— Written task —
Would you transcribe the whole listing exactly, minus its pictures?

— Data —
□ □ □ □ □ □ □
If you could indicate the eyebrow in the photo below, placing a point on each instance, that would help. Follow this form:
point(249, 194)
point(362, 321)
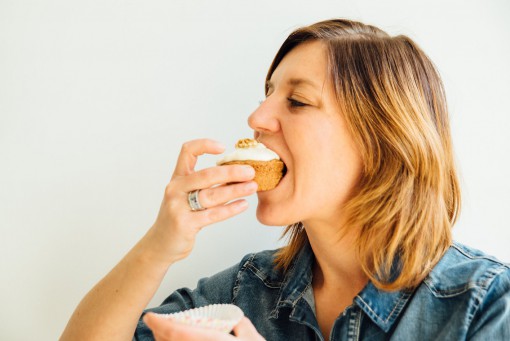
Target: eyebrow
point(295, 82)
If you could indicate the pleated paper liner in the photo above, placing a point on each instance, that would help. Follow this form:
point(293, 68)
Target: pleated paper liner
point(222, 317)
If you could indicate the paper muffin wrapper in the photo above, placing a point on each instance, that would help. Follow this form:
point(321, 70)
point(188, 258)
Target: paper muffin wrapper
point(222, 317)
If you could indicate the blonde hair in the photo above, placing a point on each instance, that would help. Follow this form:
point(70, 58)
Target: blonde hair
point(394, 105)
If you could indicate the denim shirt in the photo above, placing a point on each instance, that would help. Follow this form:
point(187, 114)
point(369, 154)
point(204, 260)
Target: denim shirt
point(465, 296)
□ □ □ □ □ □ □
— Correct answer —
If you could indicate the eyebrow in the photo below, placing a point on each instance, that would help. Follow this form:
point(249, 194)
point(362, 321)
Target: eyebrow
point(295, 82)
If you could indicate the pleated paper liner in the photo above, placing a point on each instance, that would help. Follow this form:
point(293, 68)
Target: pleated paper liner
point(222, 317)
If you could indicate the paper muffin wrapper in the photo above, placing a point on each instance, that would help. Follow this form:
point(321, 70)
point(188, 258)
Target: paper muffin wrapper
point(222, 317)
If you could indicate the blonde hair in the photo above, placing a point on each instance, that would help. Follow this form:
point(70, 58)
Target: blonde hair
point(394, 105)
If you could indicate the denim shirt in the photo above, placing a point on each instance, that would help. Follow this form:
point(187, 114)
point(369, 154)
point(204, 260)
Target: denim shirt
point(465, 296)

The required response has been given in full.